▶ [GIVEN PROBLEM] Can you write out the stretch from the start of the records through the line containing "161), (273, 614)]" with "habitat tally" renamed to "species count" and nothing else changed, leaving out the pictures?

▶ [DATA SUPPLIED]
· · · · · · ·
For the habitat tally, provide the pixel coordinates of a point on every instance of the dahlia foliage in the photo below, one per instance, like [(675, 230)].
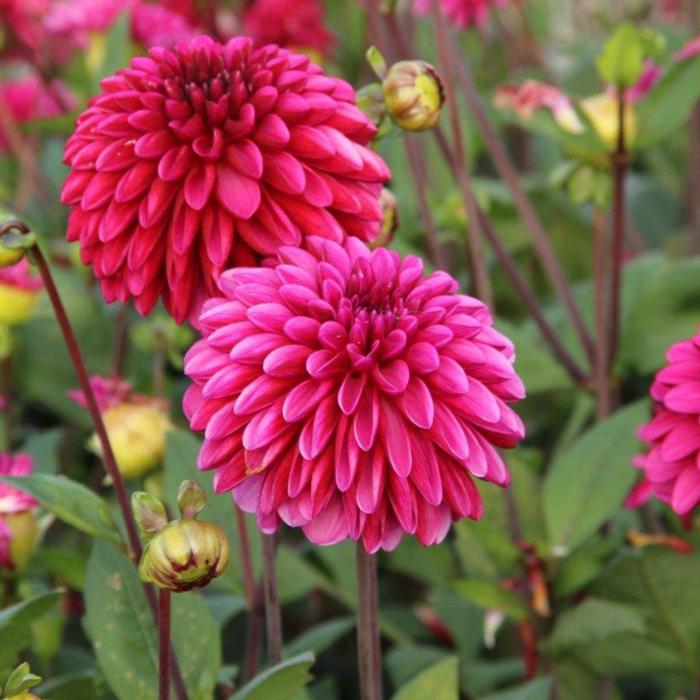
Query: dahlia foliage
[(347, 392), (13, 502), (195, 160), (672, 465)]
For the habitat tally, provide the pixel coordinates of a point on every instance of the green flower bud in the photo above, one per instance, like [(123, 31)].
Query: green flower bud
[(185, 554), (413, 95)]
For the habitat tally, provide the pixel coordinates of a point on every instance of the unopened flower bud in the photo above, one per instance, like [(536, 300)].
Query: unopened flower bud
[(413, 95), (22, 530), (19, 683), (185, 554), (603, 113), (137, 433)]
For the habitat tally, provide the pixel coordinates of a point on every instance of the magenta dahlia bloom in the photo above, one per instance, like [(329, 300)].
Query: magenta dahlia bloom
[(12, 502), (207, 157), (345, 392), (462, 13), (672, 465)]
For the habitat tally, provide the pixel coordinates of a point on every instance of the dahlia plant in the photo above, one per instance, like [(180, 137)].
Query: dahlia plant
[(313, 384)]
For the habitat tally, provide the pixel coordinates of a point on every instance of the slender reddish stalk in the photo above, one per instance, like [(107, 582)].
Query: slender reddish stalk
[(533, 224), (108, 455), (601, 368), (368, 641), (251, 596), (163, 644), (435, 251), (477, 261), (620, 161), (273, 614)]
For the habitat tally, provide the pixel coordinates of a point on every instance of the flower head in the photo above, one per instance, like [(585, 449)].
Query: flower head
[(671, 466), (210, 156), (462, 13), (17, 523), (19, 290), (136, 425), (346, 392), (293, 24)]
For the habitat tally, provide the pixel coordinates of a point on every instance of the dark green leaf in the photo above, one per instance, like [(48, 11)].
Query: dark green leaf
[(280, 682)]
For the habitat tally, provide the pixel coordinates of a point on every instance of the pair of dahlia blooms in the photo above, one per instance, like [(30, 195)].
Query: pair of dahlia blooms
[(340, 389)]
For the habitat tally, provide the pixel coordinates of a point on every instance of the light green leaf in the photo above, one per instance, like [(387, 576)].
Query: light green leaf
[(319, 638), (592, 621), (622, 59), (489, 594), (587, 483), (120, 625), (15, 624), (437, 682), (71, 502), (281, 682)]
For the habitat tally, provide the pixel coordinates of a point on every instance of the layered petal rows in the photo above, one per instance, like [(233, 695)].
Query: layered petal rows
[(346, 392), (210, 156), (672, 465)]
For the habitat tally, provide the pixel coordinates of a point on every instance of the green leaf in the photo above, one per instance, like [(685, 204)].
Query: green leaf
[(587, 483), (663, 584), (438, 682), (319, 638), (592, 621), (539, 689), (119, 622), (15, 623), (280, 682), (622, 59), (71, 502), (489, 594)]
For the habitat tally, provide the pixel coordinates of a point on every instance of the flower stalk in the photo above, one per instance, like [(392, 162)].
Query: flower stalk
[(273, 614), (109, 460), (368, 641), (163, 644)]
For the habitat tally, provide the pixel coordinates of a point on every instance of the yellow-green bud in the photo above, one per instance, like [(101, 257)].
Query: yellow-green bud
[(23, 536), (603, 113), (413, 95), (137, 434), (185, 554)]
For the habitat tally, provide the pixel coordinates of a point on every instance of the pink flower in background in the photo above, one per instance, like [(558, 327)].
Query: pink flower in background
[(153, 25), (526, 99), (294, 24), (207, 157), (348, 393), (462, 13), (671, 467), (109, 392), (688, 50), (12, 502), (26, 99)]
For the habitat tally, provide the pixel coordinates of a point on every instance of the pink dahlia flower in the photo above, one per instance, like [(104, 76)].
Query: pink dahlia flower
[(12, 502), (672, 465), (462, 13), (345, 392), (526, 99), (207, 157), (295, 24)]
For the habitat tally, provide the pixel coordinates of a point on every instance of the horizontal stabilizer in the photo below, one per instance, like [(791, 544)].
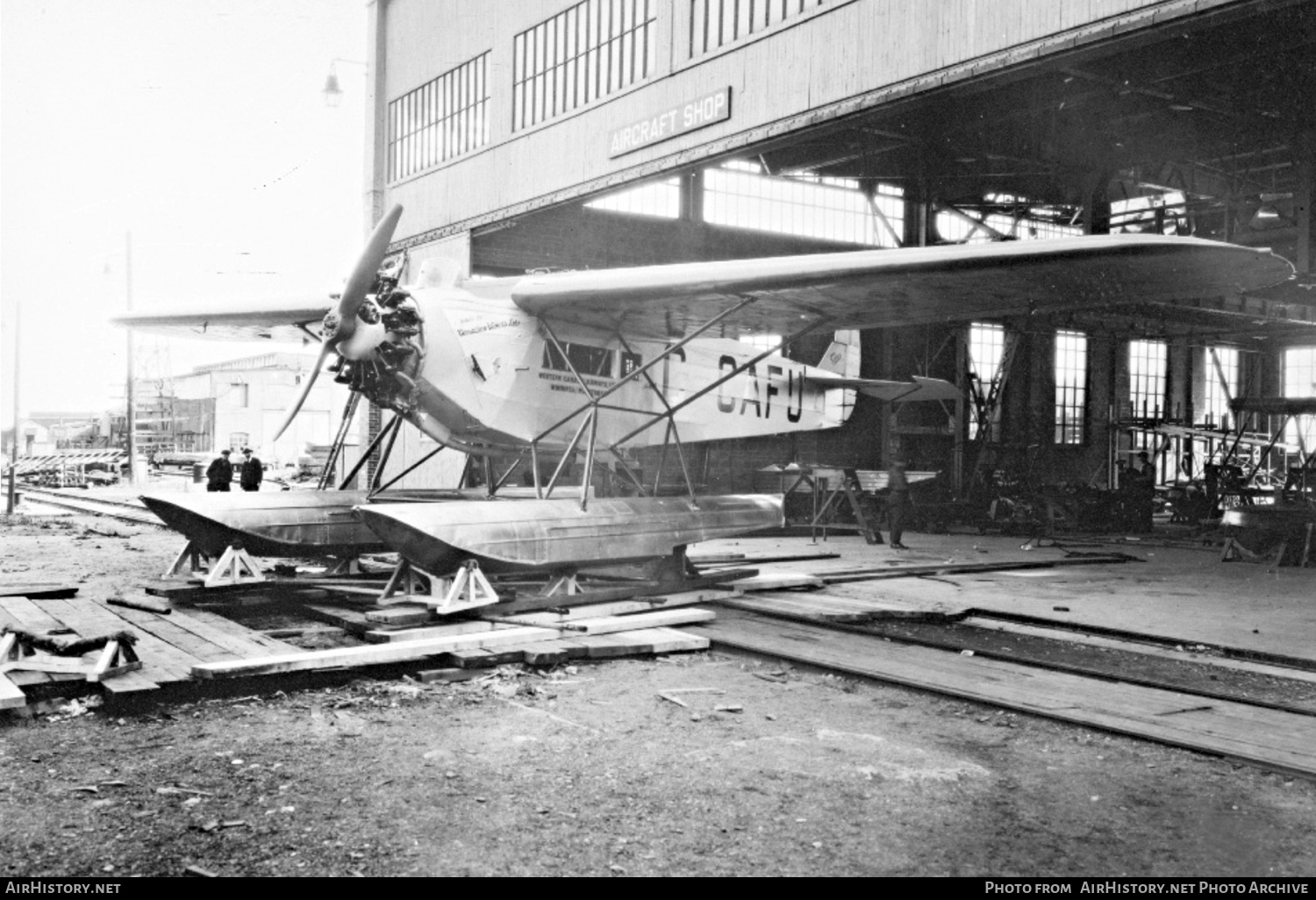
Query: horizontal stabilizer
[(919, 389)]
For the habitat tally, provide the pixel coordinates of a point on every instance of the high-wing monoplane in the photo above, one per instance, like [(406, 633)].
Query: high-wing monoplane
[(557, 365)]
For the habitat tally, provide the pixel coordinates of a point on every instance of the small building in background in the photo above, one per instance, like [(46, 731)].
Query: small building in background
[(239, 404)]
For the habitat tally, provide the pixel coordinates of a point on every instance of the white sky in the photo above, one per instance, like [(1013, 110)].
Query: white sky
[(199, 126)]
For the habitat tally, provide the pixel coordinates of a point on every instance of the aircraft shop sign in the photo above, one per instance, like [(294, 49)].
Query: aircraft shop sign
[(710, 110)]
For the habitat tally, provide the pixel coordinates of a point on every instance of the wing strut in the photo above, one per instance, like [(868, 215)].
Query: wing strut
[(595, 403)]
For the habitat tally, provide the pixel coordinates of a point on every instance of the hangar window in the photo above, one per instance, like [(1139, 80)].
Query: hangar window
[(716, 23), (1216, 395), (1005, 218), (660, 199), (582, 358), (1300, 382), (439, 120), (1070, 387), (986, 352), (826, 208), (1160, 213), (584, 53), (1148, 363), (1147, 378)]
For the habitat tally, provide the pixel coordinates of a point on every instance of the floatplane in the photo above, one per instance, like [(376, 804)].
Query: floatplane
[(590, 363)]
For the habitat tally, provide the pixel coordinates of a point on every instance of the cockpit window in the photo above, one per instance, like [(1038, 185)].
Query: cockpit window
[(583, 358)]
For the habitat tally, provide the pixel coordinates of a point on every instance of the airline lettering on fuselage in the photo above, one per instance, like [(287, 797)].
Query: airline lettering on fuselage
[(762, 399)]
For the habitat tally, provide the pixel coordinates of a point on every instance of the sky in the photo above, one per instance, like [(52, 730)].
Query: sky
[(195, 126)]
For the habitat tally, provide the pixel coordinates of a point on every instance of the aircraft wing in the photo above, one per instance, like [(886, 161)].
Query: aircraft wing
[(276, 318), (919, 389), (874, 289)]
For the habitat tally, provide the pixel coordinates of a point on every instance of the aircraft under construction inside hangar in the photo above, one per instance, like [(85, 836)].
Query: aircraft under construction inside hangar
[(557, 365)]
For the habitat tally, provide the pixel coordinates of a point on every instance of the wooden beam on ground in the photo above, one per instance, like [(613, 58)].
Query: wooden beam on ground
[(616, 608), (11, 695), (1269, 737), (960, 568), (471, 626), (39, 591), (660, 618), (368, 655)]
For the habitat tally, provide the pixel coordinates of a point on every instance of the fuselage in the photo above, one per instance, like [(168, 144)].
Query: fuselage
[(489, 374)]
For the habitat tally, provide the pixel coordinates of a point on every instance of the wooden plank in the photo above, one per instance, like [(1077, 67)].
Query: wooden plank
[(11, 695), (841, 576), (1270, 737), (550, 653), (618, 608), (163, 662), (218, 631), (39, 589), (29, 615), (661, 618), (373, 654), (126, 683), (23, 678), (350, 620), (473, 626), (137, 603), (268, 642), (821, 607), (778, 582), (644, 641), (473, 658), (1147, 649), (400, 616), (171, 633)]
· · · · · · ·
▶ [SOLUTION TO THIS EXERCISE]
For the species count, provide the pixel coordinates of a point on every instance of the dahlia foliage in the photo below, one per instance, like [(675, 230)].
Query: dahlia foliage
[(347, 392), (13, 502), (195, 160), (672, 465)]
For the species count, provide the pixel coordinates of a point on every instance of the green flower bud in the photo above, one per instance, like [(123, 31)].
Query: green flower bud
[(185, 554), (413, 95)]
For the species count, provide the pixel coordinates of a point on every instance of the unopened flower bud in the photo above, one per instance, like [(536, 300)].
Query: unopened flower bud
[(413, 95), (22, 530), (19, 683), (185, 554), (603, 113), (137, 433)]
For the species count, provide the pixel coordinates of a point on every instance of the magenta dahlia bloom in the photo above, one per instance, like [(329, 300)].
Query: magenta dahlia bloom
[(12, 502), (207, 157), (345, 392), (462, 13), (672, 465)]
For the species count, provide the pixel coordinates of a point on every instance of the dahlia plant in the photo above, one per instance, like [(180, 137)].
Query: dahlia plant
[(313, 384)]
For the species count, provide the pixel coordinates of a point on every instance of the slender reddish stalk in the photo above, one per instance, like [(107, 582)].
Query: slender reddish stalk
[(533, 224), (108, 455), (601, 368), (368, 641), (251, 596), (163, 644), (435, 251), (477, 261), (620, 161), (273, 614)]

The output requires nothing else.